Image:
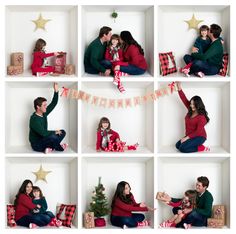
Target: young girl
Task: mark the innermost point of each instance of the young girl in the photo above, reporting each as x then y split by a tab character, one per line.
180	208
202	43
123	205
40	201
38	66
114	54
195	120
105	135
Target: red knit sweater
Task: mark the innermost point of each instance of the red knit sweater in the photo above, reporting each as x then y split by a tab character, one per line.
122	209
194	127
38	60
134	57
113	136
24	206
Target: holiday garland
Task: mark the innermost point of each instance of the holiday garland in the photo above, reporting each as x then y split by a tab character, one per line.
118	103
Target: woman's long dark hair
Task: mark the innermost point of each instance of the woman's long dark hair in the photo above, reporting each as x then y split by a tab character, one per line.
104	120
200	107
23	190
129	40
120	194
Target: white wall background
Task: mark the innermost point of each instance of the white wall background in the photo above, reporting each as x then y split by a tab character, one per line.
173	30
175	176
133	124
61	186
172	112
112	171
136	19
19	102
60	34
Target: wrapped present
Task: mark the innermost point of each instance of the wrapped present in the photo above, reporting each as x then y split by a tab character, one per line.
162	196
17	59
219	212
69	69
215	223
59	69
14	70
89	220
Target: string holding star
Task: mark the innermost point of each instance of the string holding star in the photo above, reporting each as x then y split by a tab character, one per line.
41	174
40	23
193	23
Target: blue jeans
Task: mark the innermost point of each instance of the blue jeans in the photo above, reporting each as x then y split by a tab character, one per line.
199	65
191	145
39	219
132	221
53	141
132	70
195	219
105	63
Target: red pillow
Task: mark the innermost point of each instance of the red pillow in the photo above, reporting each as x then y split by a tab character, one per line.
223	70
66	214
165	63
11	216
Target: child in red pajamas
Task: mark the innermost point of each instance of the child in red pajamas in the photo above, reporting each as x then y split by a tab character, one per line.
38	66
180	208
105	135
114	54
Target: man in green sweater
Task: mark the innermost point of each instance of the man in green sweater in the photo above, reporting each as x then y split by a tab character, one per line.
42	139
199	215
94	61
209	62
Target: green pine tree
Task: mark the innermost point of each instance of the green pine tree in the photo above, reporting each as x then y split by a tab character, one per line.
99	204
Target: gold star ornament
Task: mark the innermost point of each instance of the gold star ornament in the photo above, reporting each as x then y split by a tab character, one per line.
193	23
40	22
41	174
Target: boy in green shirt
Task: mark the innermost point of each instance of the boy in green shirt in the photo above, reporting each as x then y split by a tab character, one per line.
42	139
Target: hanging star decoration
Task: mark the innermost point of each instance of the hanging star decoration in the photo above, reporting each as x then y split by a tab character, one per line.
40	22
193	23
41	174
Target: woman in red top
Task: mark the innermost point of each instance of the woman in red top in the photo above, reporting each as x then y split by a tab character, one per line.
25	208
123	205
105	135
39	66
195	121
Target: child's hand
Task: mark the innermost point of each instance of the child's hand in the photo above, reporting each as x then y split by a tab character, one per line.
178	83
55	86
151	209
142	204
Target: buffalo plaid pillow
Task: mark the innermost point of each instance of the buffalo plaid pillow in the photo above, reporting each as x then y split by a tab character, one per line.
223	70
11	216
167	63
66	214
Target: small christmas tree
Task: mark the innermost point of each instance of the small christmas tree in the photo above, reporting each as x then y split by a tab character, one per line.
99	204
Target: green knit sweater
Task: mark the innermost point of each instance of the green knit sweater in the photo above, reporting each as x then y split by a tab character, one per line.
39	124
203	203
94	54
213	55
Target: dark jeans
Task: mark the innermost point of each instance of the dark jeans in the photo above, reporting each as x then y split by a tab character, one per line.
105	63
132	70
191	145
39	219
199	65
132	221
193	218
52	141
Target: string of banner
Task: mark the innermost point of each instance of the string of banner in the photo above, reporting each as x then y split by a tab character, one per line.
118	103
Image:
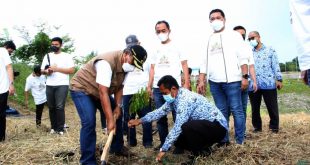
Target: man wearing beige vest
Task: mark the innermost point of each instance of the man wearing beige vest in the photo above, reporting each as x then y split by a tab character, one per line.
100	78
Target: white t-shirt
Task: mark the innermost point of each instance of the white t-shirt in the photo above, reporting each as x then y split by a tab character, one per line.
37	87
167	60
104	73
61	60
4	77
300	19
217	66
136	80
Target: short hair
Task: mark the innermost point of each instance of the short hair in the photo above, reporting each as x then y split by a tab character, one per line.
168	81
215	11
57	39
239	28
256	32
36	69
9	44
163	21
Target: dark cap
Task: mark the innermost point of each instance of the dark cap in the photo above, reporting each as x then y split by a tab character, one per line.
139	55
131	40
37	69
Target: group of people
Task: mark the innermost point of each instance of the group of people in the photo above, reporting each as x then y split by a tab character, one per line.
107	83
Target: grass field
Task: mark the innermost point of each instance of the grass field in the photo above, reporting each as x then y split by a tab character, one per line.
26	144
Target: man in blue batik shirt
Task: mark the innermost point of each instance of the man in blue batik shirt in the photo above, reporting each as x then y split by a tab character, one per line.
198	125
268	78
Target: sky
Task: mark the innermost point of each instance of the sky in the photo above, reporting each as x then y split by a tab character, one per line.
103	25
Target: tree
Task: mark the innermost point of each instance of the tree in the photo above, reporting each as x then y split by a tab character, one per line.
38	46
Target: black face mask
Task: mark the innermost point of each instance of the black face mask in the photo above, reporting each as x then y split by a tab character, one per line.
243	36
54	49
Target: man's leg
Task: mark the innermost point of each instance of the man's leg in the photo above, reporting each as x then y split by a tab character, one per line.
39	110
244	99
220	102
3	104
233	93
271	101
256	99
50	96
162	123
87	112
147	127
60	101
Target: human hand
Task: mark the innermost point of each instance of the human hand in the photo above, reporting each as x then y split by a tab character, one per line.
160	156
279	85
244	84
133	122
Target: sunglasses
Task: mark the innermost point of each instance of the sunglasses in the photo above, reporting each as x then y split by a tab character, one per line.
251	38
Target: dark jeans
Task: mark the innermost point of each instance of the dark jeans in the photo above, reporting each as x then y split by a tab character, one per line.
227	98
56	100
198	135
244	100
86	107
162	123
39	110
271	100
3	105
147	127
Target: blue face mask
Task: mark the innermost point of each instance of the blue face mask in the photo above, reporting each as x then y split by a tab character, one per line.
253	43
168	98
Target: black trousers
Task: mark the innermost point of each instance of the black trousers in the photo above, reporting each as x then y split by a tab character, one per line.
271	101
39	110
3	105
198	135
56	100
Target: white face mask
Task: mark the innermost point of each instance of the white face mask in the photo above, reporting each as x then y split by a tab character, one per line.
127	67
217	25
253	43
163	37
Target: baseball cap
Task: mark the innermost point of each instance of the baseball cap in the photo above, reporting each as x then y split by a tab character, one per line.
131	40
139	55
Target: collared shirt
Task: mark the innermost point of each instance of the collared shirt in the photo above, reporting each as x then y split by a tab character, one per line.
266	67
188	106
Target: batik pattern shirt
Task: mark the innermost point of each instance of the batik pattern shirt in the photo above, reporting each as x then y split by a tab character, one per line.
188	106
266	67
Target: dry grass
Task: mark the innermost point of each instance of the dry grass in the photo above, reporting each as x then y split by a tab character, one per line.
26	144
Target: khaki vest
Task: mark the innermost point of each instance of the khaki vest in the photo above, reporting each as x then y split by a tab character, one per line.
85	79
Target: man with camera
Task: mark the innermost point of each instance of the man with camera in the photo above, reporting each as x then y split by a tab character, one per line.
6	87
57	66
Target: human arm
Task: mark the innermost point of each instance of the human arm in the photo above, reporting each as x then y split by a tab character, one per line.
253	76
9	70
151	79
276	69
201	87
186	74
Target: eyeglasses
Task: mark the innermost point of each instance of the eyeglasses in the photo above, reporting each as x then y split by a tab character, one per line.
251	38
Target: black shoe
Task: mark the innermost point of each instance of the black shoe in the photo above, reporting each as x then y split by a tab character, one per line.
178	150
274	130
123	152
222	144
157	148
257	130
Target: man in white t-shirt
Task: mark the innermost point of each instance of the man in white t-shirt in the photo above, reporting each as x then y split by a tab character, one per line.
226	67
135	81
168	60
6	87
300	20
57	66
36	83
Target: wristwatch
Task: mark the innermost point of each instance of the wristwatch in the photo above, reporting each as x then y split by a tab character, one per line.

WORK REQUEST: Copy each line above that contains the string "wristwatch".

TASK RESPONSE:
Target: wristwatch
Task: mark the innermost point of each instance of the wristwatch in the photo above, reporting each as x then y split by a tab character, one per line.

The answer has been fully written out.